**EXTRACT PROVIDED**
=-=-=-=-=
Last edited by parched_son; 01-23-2008 at 10:33 AM.
If finding a local dealer is a no go, Santex International will ship them if you call and order. The number is 888-898-0972. Last I heard they were $30.69 plus shipping. Part number is 1847170C93.
The cheapest place "online" that I have seen is $34.95 plus shipping.
I just had a International Harvester parts guy tell me that the part#18471-70C93 has been flagged as not for the Ford 6.0. He said that there system tells them to direct all Ford 6.0 owners to the Ford Dealership for fuel filters. I have ordered this part number and used it on my 2004 6.0 for at least the past couple of years...is this just Ford trying to make an extra buck or is there really a difference in the make-up of the filter?
Has anyone heard of this? Have you talked to a IH parts person lately?
I just had a International Harvester parts guy tell me that the part#18471-70C93 has been flagged as not for the Ford 6.0. He said that there system tells them to direct all Ford 6.0 owners to the Ford Dealership for fuel filters. I have ordered this part number and used it on my 2004 6.0 for at least the past couple of years...is this just Ford trying to make an extra buck or is there really a difference in the make-up of the filter?
=-=-=-=-=
**DATASET CONTENT**
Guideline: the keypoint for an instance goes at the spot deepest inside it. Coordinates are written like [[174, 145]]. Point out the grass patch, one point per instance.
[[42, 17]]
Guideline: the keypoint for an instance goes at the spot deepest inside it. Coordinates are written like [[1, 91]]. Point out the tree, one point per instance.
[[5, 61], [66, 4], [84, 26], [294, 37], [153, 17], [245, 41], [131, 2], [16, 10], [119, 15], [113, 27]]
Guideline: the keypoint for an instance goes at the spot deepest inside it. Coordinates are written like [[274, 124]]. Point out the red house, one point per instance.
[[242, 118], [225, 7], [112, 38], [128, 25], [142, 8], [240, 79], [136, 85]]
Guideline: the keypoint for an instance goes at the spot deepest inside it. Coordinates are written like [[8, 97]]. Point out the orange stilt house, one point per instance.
=-=-=-=-=
**EXERCISE SET**
[A] In the fuel filter forum thread above, transcribe the passage from "The cheapest place" up to and including "parts person lately?".
[B] In the fuel filter forum thread, what phone number is given for ordering from Santex International?

**SOLUTIONS**
[A]
The cheapest place "online" that I have seen is $34.95 plus shipping.
I just had a International Harvester parts guy tell me that the part#18471-70C93 has been flagged as not for the Ford 6.0. He said that there system tells them to direct all Ford 6.0 owners to the Ford Dealership for fuel filters. I have ordered this part number and used it on my 2004 6.0 for at least the past couple of years...is this just Ford trying to make an extra buck or is there really a difference in the make-up of the filter?
Has anyone heard of this? Have you talked to a IH parts person lately?

[B] 888-898-0972